Short-term variations in particulate matter (PM) and traffic-related air pollutants (e.g., nitrogen dioxide, NO2) have been associated with daily mortality and cardiovascular health outcomes in previous studies. We aimed to evaluate whether short-term changes in PM in three size fractions (PM2.5 , PM2.5-10 , and PM10) and NO2 were associated with systolic and diastolic arterial blood pressure (SBP and DBP, respectively) in the Women’s Health Initiative Observational Study (OS) and Clinical Trials (CT).
We used linear mixed-effect models to estimate the association between short-term air pollution concentrations and repeated measures of arterial blood pressure.

###

• **Your assignment**
Condense the paragraph of the air pollution study summary that begins "Short-term variations in particulate matter" into a bulleted list that keeps its main facts.

###

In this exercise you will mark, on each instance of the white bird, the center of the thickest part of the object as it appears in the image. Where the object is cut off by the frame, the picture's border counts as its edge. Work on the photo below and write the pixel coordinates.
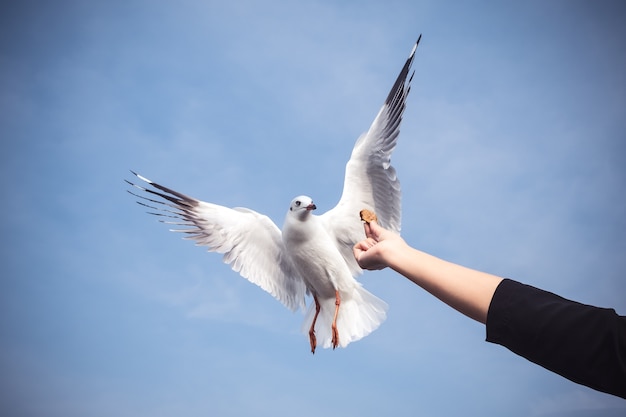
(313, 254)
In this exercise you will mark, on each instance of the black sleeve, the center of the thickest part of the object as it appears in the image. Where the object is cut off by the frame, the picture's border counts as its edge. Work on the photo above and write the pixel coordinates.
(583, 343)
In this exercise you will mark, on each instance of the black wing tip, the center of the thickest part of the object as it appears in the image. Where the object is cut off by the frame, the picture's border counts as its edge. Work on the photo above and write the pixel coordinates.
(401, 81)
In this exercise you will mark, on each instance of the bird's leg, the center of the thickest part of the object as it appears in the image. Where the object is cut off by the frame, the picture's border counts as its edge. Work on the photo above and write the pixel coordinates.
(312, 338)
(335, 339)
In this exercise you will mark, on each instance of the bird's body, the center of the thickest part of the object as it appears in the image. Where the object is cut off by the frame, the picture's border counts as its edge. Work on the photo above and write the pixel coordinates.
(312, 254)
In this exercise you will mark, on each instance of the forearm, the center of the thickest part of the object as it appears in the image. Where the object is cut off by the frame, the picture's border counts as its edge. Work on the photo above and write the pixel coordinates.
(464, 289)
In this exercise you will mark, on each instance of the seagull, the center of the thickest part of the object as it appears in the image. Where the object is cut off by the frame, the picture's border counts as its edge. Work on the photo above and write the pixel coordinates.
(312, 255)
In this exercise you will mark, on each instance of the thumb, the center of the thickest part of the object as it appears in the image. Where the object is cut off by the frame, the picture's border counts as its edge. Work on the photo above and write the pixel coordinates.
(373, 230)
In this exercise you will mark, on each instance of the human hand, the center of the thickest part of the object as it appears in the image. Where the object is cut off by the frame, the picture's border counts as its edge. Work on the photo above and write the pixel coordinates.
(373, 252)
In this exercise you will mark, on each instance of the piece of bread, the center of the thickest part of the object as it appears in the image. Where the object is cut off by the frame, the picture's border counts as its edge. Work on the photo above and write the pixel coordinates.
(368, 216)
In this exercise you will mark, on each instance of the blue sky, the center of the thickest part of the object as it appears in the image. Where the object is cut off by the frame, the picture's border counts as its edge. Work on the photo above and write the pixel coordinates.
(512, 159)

###

• **Finished task**
- Earlier studies linked short-term changes in particulate matter (PM) and traffic-related pollutants such as nitrogen dioxide (NO2) to daily mortality and cardiovascular health outcomes.
- This study tested whether short-term changes in PM2.5, PM2.5-10, PM10 and NO2 were associated with systolic and diastolic arterial blood pressure (SBP and DBP).
- Data came from the Women's Health Initiative Observational Study (OS) and Clinical Trials (CT).